*** Dataset Section Begins ***
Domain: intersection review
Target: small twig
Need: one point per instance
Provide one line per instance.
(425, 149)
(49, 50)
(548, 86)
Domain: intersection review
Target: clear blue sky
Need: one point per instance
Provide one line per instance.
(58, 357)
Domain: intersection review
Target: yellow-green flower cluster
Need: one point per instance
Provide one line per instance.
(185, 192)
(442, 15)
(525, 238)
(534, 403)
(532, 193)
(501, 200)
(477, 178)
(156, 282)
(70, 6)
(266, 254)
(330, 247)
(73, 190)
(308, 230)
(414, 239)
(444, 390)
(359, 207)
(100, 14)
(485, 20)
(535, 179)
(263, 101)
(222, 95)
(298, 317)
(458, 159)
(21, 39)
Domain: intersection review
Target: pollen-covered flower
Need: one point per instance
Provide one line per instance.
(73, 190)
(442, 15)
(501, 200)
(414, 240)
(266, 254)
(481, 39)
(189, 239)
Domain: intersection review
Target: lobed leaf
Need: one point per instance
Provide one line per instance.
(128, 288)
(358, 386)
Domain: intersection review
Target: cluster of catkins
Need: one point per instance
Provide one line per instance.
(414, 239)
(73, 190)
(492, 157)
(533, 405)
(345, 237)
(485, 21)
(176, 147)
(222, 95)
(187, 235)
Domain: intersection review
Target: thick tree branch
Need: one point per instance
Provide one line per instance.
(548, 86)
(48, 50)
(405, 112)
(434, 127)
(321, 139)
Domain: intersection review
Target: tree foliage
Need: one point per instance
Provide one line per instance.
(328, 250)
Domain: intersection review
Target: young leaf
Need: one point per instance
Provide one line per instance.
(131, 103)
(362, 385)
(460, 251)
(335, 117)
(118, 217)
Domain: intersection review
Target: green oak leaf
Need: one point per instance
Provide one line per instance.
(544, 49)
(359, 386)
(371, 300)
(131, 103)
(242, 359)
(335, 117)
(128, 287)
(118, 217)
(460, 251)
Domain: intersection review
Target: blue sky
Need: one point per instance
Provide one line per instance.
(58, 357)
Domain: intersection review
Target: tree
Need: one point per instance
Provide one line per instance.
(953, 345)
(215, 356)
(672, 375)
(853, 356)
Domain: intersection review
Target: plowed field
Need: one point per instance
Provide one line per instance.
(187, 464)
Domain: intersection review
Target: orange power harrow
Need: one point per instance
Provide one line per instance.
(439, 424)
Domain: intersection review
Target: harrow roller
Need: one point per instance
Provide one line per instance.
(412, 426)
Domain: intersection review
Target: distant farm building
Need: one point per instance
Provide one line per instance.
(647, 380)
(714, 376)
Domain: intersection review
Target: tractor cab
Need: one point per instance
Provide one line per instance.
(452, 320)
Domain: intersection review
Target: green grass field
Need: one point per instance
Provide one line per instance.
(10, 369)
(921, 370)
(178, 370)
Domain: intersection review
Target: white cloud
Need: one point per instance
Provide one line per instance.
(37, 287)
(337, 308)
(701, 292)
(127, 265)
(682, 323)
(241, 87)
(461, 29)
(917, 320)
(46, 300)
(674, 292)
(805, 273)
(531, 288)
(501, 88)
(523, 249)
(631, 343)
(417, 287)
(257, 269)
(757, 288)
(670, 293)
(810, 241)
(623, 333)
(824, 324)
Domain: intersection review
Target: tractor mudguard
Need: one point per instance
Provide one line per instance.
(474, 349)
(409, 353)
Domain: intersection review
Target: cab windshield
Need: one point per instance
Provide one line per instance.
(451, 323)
*** Dataset Section Ends ***
Your assignment.
Using the records above, work out how many lines hold the string "green"; answer with that number alone.

Exercise answer.
3